INSTRUCTIONS FOR THE TASK: Output the entries that follow, word for word.

SUPPLIED ENTRIES:
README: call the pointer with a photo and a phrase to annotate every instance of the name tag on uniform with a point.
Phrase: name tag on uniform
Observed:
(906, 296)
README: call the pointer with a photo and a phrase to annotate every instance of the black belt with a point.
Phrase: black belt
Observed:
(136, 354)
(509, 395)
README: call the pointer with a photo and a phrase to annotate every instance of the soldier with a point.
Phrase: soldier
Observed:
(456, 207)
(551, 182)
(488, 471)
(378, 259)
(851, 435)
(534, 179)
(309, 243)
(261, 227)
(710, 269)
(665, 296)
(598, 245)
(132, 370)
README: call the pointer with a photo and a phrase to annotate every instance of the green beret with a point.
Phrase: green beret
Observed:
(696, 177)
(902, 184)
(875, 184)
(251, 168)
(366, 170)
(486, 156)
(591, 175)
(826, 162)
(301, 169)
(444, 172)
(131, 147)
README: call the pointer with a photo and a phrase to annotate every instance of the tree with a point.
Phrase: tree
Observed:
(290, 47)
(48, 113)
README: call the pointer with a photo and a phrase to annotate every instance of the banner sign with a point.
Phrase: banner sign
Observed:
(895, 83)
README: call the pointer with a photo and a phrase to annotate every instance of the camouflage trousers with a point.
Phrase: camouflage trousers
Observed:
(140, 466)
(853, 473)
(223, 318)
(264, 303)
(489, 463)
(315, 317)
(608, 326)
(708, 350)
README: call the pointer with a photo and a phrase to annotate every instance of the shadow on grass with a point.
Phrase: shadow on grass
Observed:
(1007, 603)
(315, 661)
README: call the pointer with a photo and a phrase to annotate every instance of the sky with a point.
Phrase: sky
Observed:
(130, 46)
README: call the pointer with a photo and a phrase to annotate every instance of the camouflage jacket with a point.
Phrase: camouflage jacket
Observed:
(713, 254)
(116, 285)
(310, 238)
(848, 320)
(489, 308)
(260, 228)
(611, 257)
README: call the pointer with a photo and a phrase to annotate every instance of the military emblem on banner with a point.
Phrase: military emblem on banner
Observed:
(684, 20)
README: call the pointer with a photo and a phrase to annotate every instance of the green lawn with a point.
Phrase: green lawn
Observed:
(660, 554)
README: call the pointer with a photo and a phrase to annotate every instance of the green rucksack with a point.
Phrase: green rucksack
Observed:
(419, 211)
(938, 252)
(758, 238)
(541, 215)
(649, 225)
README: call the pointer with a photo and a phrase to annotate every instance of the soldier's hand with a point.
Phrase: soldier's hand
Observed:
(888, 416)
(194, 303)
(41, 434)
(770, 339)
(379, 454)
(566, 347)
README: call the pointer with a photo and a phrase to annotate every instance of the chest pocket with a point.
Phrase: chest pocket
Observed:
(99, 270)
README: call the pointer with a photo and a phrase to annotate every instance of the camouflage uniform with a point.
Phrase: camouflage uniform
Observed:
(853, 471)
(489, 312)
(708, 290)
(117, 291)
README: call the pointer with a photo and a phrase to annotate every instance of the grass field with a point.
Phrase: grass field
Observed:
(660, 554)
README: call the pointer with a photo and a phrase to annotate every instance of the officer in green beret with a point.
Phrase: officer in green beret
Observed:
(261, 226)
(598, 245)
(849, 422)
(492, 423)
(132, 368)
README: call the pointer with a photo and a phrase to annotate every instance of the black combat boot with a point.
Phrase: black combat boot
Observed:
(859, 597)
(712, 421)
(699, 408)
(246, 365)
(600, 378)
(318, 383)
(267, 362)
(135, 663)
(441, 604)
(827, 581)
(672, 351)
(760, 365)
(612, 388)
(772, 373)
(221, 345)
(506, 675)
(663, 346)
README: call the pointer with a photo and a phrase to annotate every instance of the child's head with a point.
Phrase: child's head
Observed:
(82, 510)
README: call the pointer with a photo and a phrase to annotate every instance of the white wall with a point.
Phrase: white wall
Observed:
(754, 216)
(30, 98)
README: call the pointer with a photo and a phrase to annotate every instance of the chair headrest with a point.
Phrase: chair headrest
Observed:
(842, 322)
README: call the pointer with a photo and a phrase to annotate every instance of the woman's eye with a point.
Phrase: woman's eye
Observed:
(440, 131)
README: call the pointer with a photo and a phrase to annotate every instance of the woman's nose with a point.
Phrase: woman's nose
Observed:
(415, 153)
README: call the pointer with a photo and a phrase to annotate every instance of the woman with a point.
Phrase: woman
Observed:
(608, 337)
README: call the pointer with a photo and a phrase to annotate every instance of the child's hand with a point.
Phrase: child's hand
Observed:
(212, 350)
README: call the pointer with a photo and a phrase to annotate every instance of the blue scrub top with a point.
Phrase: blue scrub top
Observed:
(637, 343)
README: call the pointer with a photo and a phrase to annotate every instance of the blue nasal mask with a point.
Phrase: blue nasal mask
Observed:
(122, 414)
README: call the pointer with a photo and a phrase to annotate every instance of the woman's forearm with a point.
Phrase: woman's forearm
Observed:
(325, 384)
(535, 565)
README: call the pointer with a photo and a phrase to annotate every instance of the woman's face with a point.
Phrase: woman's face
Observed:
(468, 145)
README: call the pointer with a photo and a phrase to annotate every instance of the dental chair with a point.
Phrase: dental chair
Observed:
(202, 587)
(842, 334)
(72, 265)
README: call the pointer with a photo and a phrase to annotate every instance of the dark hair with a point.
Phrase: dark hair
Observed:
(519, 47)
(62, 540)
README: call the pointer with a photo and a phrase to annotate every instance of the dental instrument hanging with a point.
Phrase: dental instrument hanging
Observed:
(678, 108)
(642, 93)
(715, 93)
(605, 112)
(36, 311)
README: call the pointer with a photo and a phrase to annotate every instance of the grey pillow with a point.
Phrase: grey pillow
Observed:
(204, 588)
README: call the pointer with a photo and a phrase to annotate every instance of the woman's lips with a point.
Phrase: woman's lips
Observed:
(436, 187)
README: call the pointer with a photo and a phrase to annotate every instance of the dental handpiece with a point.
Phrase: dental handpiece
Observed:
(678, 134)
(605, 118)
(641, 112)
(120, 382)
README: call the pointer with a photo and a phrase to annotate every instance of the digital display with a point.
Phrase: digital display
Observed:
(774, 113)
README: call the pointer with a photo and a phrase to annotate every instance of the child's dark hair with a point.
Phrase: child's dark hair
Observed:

WRITTEN ANSWER:
README: call the pointer with a photo and a phrase to annotate every instance of the name tag on uniform with a point.
Phrase: name tag on uniform
Observed:
(906, 296)
README: call the pointer with a photo and a phrase to annotate every instance of the black belt with a point.
Phrase: black belt
Observed:
(136, 354)
(509, 395)
README: call the pointer with a photo and a phrase to annotate every instance of the soldier with a point.
Phrase: soldier
Observed:
(456, 207)
(551, 182)
(488, 471)
(378, 259)
(851, 435)
(534, 179)
(309, 243)
(261, 227)
(710, 269)
(665, 296)
(598, 245)
(132, 370)
README: call the pointer with a photo and a phrase to annotate every instance of the green beret with a point.
Phrase: green beret
Observed:
(696, 177)
(902, 184)
(875, 184)
(251, 168)
(366, 170)
(486, 156)
(591, 175)
(826, 162)
(301, 169)
(444, 172)
(131, 147)
README: call the pointer with a photo and a phrase to annotate every instance of the tree with a point.
Phrase: tree
Observed:
(290, 47)
(48, 113)
README: call the pointer with a photo and a phrase to annotate every instance of the banner sign with a point.
Phrase: banner sign
Observed:
(895, 83)
README: call the pointer with a photo and a phrase to annotate every instance of the camouflage trousers with a point.
Phrase: camouflage trousers
Observed:
(140, 466)
(853, 473)
(223, 318)
(264, 303)
(489, 463)
(315, 317)
(608, 326)
(708, 350)
README: call the pointer with a photo and a phrase to annotate every instance of the shadow on grass with a point.
Phrase: shadow on grass
Observed:
(1007, 603)
(315, 661)
README: call the pointer with a photo and a phrase to annotate every instance of the sky with a point.
Phrase: sky
Observed:
(130, 46)
README: call the pointer with a photo and a phrase to annotate every instance of the camouflage jacket with a point.
Phrase: camouflage jacket
Observed:
(713, 254)
(116, 285)
(310, 238)
(848, 320)
(489, 308)
(260, 228)
(611, 257)
README: call the pointer with a photo and a phrase to annotate every instance of the military emblem on banner with a point.
Phrase: military emblem on banner
Observed:
(684, 20)
README: call the pointer with a photo and a phrase to annotate every instance of the green lawn with a point.
Phrase: green lawn
Observed:
(660, 554)
README: call the pointer with a photo and a phrase to annotate every instance of the green rucksack with a point.
Phrase: green rucksack
Observed:
(419, 211)
(938, 252)
(758, 238)
(541, 215)
(649, 225)
README: call the pointer with a photo and a phrase to annotate every instance of the soldier's hand with a point.
Phrase: soldier's hand
Observed:
(888, 416)
(194, 303)
(41, 434)
(770, 339)
(379, 454)
(566, 347)
README: call the pointer with a photo and a phrase to annotate every instance of the chest pocket with a point.
Phrase: chest pocket
Observed:
(99, 270)
README: call the pointer with a photo and a phrase to annotate every instance of the camouflage uniform with a point.
Phrase: camouflage uniform
Observed:
(853, 471)
(489, 312)
(708, 290)
(117, 291)
README: call the pointer with a photo and a phrase to annotate every instance of the grass field with a point.
Phrase: grass field
Observed:
(660, 554)
README: call the pointer with a photo and a phrase to annotate every instance of the officer in green beret with a point.
Phrase: officer in green beret
Observed:
(261, 226)
(598, 245)
(849, 422)
(492, 423)
(132, 368)
README: call the pointer with a photo and a phrase to annotate every instance of the black combat boot with a point.
Phrase: black combat boot
Observed:
(859, 597)
(712, 421)
(699, 408)
(246, 365)
(600, 378)
(318, 383)
(267, 362)
(135, 663)
(441, 604)
(827, 581)
(672, 351)
(760, 365)
(612, 388)
(772, 373)
(221, 345)
(506, 675)
(663, 346)
README: call the pointer with a photo and a phrase to annotate every instance of the child's head with a point.
Phrase: child's head
Observed:
(82, 510)
README: call the pointer with a photo and a phrase to annotate every instance of the white wall with a point.
Phrase: white wall
Observed:
(754, 216)
(30, 98)
README: call the pointer with a photo and a phrase to annotate every instance of the chair headrest with a point.
Phrase: chair headrest
Observed:
(842, 322)
README: call the pointer with a photo and a phrase to annotate every instance of the woman's eye with a point.
Phrase: woman's eye
Observed:
(440, 131)
README: call the pointer with a photo and a phrase to annotate every instance of the woman's nose with a point.
Phrase: woman's nose
Observed:
(415, 153)
README: call the pointer with a photo and a phrase to annotate every instance of the woman with a point.
Phrase: woman
Observed:
(608, 337)
README: call the pointer with a photo and a phrase to annotate every instance of the child's hand with a point.
Phrase: child's hand
Observed:
(212, 350)
README: call the pointer with a photo and a phrase to annotate every instance of the blue scrub top with a point.
Phrase: blue scrub top
Observed:
(637, 343)
README: call the pointer with a photo and a phrase to annotate every instance of the blue nasal mask with a point.
Phrase: blue nasal mask
Observed:
(122, 414)
README: call the pointer with a photo and a phrase to annotate every instance of the woman's forearm with a point.
Phrase: woman's forearm
Observed:
(325, 384)
(535, 565)
README: call the pointer with a photo and a phrase to annotate every instance of the woman's face with a point.
Phrase: woman's face
Observed:
(468, 145)
README: call the pointer with a photo and a phrase to annotate every instance of the dental chair with a point.
Phrase: dental chair
Observed:
(202, 587)
(842, 334)
(72, 265)
README: call the pointer with a photo and a phrase to annotate every instance of the dark hair with a point.
Phrase: dark hair
Observed:
(519, 47)
(62, 540)
README: call the pointer with a photo and a phrase to annotate every instance of the dental instrument hanging with a point.
Phrase: dental instrument hanging
Observed:
(678, 108)
(642, 93)
(715, 93)
(605, 112)
(36, 311)
README: call the pointer with a photo and a phrase to annotate every instance of the grey pillow with a point.
Phrase: grey pillow
Observed:
(204, 588)
README: call the pointer with a photo and a phrase to annotate every instance of the woman's lips with a point.
Phrase: woman's lips
Observed:
(436, 187)
README: call the pointer with a photo and a phrase to annotate every instance of the dental handpiece with a point.
Phrase: dental handpiece
Observed:
(678, 134)
(605, 118)
(641, 112)
(120, 382)
README: call the pointer with a photo and a phrase to annotate every instance of the digital display with a point.
Phrase: digital display
Observed:
(774, 113)
README: call the pointer with a photo and a phrase to annotate every instance of the child's dark hair with a point.
Phrase: child's dark hair
Observed:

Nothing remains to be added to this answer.